> [Records supplied]:
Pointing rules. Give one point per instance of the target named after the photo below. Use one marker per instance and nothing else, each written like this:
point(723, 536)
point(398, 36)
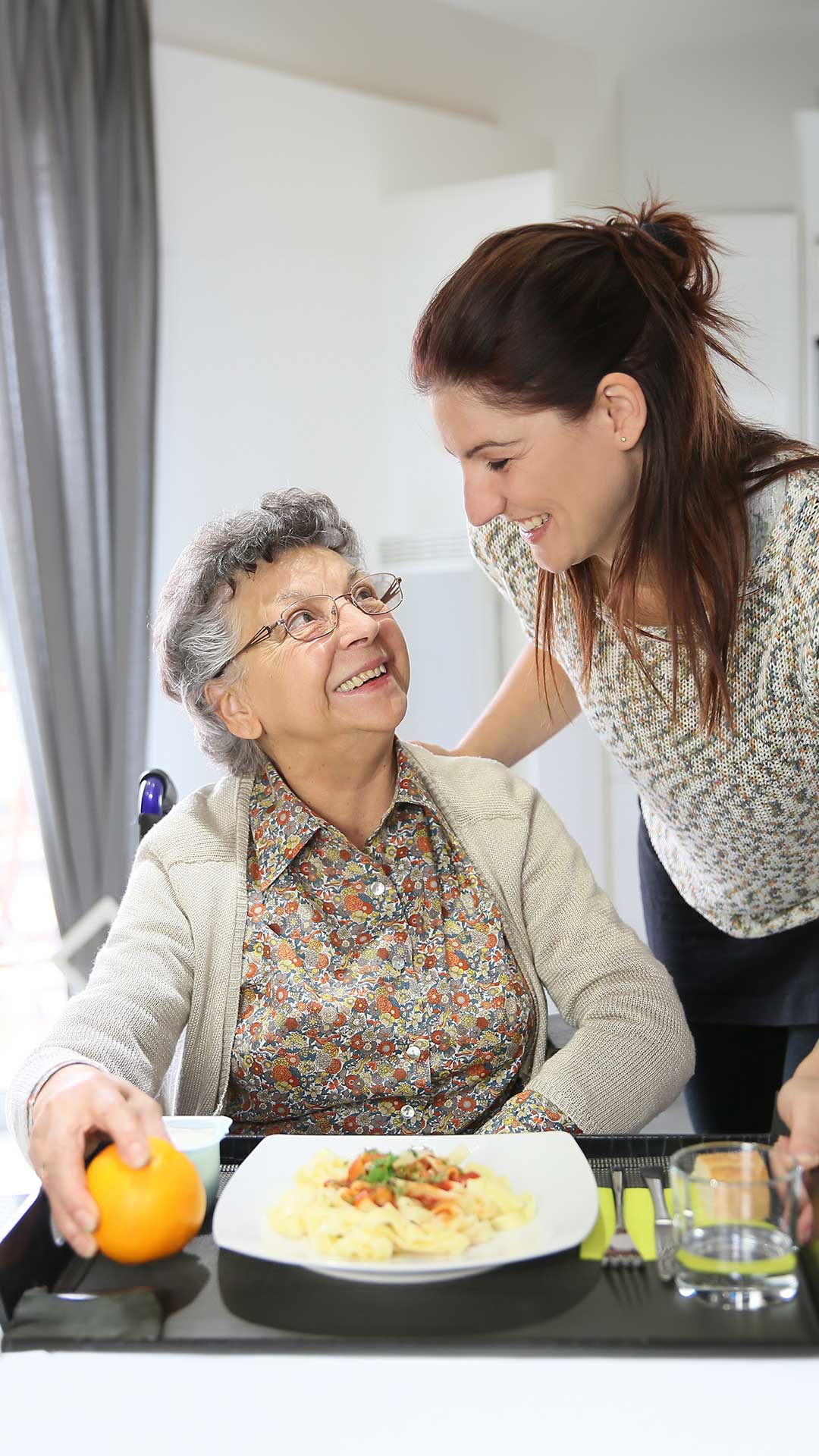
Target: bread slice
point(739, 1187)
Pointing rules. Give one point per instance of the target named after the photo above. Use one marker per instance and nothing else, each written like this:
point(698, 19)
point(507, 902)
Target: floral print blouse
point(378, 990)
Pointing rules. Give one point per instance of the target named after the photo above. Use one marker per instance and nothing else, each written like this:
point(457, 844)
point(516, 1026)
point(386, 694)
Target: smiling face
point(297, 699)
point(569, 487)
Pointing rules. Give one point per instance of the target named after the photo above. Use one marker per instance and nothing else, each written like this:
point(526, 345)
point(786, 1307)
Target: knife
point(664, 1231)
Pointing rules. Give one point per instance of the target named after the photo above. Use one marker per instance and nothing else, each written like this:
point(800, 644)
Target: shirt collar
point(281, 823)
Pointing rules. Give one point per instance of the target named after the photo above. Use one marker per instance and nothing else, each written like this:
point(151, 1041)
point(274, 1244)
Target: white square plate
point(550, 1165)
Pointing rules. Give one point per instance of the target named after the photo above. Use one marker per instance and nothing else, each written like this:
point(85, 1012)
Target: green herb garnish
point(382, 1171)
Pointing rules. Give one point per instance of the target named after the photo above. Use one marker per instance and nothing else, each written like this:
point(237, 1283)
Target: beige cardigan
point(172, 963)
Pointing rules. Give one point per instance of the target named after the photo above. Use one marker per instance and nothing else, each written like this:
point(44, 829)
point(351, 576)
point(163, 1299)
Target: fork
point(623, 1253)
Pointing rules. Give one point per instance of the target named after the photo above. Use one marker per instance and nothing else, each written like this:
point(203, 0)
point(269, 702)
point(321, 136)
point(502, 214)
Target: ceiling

> [Task objective]: Reproduce all of the material above with each instance of "Pointing rules" swapped for "Marking rules" and every other word kept the same, leaving out the pictures.

> [Result of this exercise]:
Marking rules. Give one point per instance of the target named after the photo below. Use one marker per instance and nothing else, each written like this:
point(723, 536)
point(398, 36)
Target: bread slice
point(739, 1187)
Marking rules. Give one point per instance of the target named after the photo above. Use one marker per instance and nothing else, each written like this:
point(698, 19)
point(507, 902)
Target: floral print blouse
point(378, 990)
Marking rules. Give one point per instance of the target named after the photo above. Use one marker per instance and nothing else, each written like this:
point(457, 844)
point(516, 1026)
point(386, 694)
Target: smiling face
point(297, 699)
point(569, 487)
Marking rules. Give one point per instance of the target named after the photo above. Use one marker per instance and nothing else, each written like this:
point(526, 345)
point(786, 1307)
Target: knife
point(664, 1231)
Marking rules. Give one point per instance of the target named after the photo above. Use one marker per instance and nothing else, each written like this:
point(800, 644)
Target: shirt collar
point(281, 823)
Marking rules. Give one point per instance of the target named after the photo above. Use one marker per instance and nothing else, each written like this:
point(151, 1041)
point(274, 1244)
Target: white square plate
point(550, 1165)
Marking rules. Give one point per instance of the target named after the photo above. Use one marker per instance and nothing else, each written like this:
point(85, 1012)
Target: green herb garnish
point(382, 1171)
Marking rules. Give one point per instance of the target named after the photo above. Use one marker per instance and nothing else, each written like this:
point(237, 1283)
Target: beige cardigan
point(172, 963)
Marking rules. Give one point per instance of the target named after the photo above. Use one marker per instance and nothing else, each written like this:
point(44, 829)
point(351, 576)
point(163, 1299)
Target: fork
point(623, 1253)
Marking rules. Give one point per instance of the target named after the photo above. Use one marker per instance and nothing else, each written like this:
point(203, 0)
point(269, 702)
point(321, 136)
point(502, 214)
Target: ceiling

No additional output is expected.